• Exercise goal: Copy the lines of the material below word for word, from the line holding "concrete surface, produce" through the line holding "xmin=259 ymin=102 xmax=291 ymax=138", both included.

• Records supplied:

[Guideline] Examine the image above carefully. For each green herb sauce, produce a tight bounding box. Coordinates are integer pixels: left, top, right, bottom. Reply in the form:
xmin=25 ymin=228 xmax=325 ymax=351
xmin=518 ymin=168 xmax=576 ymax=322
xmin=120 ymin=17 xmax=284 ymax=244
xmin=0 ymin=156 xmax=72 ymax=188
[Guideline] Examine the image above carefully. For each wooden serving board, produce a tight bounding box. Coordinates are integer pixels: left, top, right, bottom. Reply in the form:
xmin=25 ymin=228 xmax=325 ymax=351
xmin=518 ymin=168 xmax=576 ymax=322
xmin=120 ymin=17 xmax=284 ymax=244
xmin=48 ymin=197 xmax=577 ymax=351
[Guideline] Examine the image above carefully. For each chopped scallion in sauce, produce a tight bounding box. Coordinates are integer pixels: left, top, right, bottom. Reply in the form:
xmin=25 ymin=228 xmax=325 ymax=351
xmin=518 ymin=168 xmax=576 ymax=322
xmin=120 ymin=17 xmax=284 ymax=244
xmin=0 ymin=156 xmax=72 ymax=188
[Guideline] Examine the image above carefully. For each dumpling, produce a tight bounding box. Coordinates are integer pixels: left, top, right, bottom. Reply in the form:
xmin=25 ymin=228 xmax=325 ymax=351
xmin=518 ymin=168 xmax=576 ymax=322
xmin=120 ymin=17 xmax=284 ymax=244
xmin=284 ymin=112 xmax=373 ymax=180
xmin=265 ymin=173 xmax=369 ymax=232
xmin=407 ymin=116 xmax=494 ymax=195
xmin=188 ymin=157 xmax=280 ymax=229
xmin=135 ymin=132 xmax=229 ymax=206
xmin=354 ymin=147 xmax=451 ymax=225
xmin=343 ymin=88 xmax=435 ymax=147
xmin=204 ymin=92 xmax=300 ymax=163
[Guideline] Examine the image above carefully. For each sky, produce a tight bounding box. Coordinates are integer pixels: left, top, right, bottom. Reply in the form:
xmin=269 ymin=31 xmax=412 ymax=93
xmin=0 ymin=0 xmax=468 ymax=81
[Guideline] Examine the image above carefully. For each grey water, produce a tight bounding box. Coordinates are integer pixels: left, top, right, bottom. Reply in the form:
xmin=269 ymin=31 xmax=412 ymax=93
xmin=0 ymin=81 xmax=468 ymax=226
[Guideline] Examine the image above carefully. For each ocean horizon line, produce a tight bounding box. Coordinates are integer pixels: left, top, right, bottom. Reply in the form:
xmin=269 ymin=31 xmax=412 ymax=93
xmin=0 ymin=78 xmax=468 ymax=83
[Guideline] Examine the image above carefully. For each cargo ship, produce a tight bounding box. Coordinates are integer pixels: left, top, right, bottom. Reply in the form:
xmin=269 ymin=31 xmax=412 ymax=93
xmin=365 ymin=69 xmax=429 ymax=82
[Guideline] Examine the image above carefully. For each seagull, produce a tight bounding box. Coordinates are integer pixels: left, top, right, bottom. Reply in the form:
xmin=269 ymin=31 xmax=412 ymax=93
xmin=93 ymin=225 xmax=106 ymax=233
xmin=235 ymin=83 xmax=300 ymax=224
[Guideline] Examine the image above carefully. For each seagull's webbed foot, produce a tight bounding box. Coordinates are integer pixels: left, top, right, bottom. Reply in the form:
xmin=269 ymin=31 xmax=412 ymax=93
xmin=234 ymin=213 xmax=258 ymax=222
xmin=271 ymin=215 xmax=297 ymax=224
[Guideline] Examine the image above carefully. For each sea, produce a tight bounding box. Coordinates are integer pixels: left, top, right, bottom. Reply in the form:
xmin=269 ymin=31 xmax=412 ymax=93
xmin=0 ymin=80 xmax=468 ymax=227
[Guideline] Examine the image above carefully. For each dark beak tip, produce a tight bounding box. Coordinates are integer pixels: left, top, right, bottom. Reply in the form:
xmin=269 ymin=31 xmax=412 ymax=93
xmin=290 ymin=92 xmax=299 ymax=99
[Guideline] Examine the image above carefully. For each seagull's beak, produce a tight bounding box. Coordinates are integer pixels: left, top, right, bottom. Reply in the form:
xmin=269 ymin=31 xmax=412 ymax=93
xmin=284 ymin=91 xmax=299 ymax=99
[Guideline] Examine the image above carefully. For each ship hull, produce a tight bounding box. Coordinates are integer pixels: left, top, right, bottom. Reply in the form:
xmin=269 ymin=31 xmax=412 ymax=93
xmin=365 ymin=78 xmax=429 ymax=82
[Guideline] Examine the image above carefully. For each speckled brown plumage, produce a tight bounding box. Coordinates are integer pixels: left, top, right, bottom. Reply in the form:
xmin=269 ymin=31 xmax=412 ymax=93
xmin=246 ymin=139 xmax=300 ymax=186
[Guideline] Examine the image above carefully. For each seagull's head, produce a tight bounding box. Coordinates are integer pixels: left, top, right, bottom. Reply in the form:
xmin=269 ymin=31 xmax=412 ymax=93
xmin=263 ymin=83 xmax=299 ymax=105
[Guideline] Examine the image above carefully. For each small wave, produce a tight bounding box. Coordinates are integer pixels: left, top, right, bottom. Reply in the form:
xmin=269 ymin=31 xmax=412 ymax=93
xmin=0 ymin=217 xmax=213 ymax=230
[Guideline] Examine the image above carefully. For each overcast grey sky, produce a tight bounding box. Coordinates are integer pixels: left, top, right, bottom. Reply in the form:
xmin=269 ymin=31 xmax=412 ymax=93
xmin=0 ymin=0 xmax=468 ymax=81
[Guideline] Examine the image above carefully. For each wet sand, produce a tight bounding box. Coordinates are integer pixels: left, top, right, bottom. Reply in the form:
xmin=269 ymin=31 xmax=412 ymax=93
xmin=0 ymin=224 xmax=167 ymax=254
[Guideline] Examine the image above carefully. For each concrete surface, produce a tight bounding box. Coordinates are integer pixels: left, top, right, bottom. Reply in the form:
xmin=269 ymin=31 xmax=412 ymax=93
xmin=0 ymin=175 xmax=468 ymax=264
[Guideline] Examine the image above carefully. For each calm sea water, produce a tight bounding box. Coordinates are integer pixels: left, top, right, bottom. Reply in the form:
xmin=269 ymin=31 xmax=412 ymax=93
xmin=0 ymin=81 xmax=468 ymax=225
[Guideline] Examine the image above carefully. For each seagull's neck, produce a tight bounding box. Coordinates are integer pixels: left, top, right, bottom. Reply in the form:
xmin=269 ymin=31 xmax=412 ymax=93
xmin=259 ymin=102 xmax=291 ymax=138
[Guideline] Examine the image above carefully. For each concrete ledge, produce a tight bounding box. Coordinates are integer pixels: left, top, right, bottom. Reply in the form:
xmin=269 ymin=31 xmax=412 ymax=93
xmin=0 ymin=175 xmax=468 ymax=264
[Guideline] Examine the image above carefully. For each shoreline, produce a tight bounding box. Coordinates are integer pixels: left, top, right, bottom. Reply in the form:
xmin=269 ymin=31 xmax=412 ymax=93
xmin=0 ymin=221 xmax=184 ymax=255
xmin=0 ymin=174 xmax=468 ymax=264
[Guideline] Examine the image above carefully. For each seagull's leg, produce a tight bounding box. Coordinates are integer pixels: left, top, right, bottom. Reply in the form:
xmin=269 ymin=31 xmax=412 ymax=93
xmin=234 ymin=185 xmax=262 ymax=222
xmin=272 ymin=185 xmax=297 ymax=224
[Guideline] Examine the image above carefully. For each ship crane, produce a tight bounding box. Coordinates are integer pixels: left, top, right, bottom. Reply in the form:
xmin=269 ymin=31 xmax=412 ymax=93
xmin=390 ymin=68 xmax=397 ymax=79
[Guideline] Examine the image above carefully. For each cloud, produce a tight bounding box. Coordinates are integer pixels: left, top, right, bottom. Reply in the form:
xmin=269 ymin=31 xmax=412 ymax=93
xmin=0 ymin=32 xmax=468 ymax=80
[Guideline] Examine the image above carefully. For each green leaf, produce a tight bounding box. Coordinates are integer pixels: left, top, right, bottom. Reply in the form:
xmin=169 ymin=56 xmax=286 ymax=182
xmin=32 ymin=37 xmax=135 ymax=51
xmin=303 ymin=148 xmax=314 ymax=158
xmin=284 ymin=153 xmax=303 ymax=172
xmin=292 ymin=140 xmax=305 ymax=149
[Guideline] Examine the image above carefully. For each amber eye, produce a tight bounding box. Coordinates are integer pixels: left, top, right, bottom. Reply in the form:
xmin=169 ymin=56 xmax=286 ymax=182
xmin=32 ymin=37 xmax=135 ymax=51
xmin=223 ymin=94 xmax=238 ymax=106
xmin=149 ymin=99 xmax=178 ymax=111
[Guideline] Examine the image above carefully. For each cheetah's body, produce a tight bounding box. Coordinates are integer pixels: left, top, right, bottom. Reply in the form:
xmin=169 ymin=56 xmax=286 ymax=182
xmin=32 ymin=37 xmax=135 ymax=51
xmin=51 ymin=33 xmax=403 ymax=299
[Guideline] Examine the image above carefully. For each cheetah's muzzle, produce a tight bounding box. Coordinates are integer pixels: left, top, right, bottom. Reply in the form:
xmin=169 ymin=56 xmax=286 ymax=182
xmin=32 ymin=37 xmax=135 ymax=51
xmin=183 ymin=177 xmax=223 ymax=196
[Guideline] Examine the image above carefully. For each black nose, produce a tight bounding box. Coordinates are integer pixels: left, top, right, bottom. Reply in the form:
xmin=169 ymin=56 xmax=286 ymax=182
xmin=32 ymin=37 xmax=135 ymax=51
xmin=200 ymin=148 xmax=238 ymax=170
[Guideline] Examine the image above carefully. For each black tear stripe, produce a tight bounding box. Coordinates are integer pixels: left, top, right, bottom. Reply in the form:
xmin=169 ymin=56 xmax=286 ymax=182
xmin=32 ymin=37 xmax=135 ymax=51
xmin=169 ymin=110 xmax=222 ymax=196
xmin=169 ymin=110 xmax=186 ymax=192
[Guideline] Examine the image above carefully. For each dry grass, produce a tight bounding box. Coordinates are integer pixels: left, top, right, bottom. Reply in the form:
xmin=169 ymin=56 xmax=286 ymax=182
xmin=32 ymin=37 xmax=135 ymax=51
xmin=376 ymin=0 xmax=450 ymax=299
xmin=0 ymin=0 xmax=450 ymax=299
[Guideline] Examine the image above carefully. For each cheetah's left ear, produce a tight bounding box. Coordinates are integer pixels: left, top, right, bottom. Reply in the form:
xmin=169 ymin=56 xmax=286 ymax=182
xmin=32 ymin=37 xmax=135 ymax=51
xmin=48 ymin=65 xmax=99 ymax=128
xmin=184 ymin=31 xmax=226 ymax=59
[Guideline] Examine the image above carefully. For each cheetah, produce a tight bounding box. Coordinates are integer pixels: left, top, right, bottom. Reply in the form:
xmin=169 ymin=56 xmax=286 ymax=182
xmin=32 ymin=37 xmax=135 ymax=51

• Written reply:
[Guideline] Examine the image above carefully. For each concrete surface, produce a tight bounding box. Coordinates are integer pixels: left, top, right, bottom. Reply in the form:
xmin=269 ymin=31 xmax=412 ymax=93
xmin=0 ymin=175 xmax=468 ymax=264
[Guideline] Examine the image above carefully. For each calm sea water, produce a tight bounding box. Coordinates are integer pixels: left, top, right, bottom. Reply in the form:
xmin=269 ymin=31 xmax=412 ymax=93
xmin=0 ymin=81 xmax=468 ymax=225
[Guideline] Examine the image above carefully. For each seagull's neck, produce a tight bounding box. Coordinates are integer pixels: left, top, right, bottom. Reply in the form:
xmin=269 ymin=31 xmax=412 ymax=93
xmin=259 ymin=102 xmax=291 ymax=138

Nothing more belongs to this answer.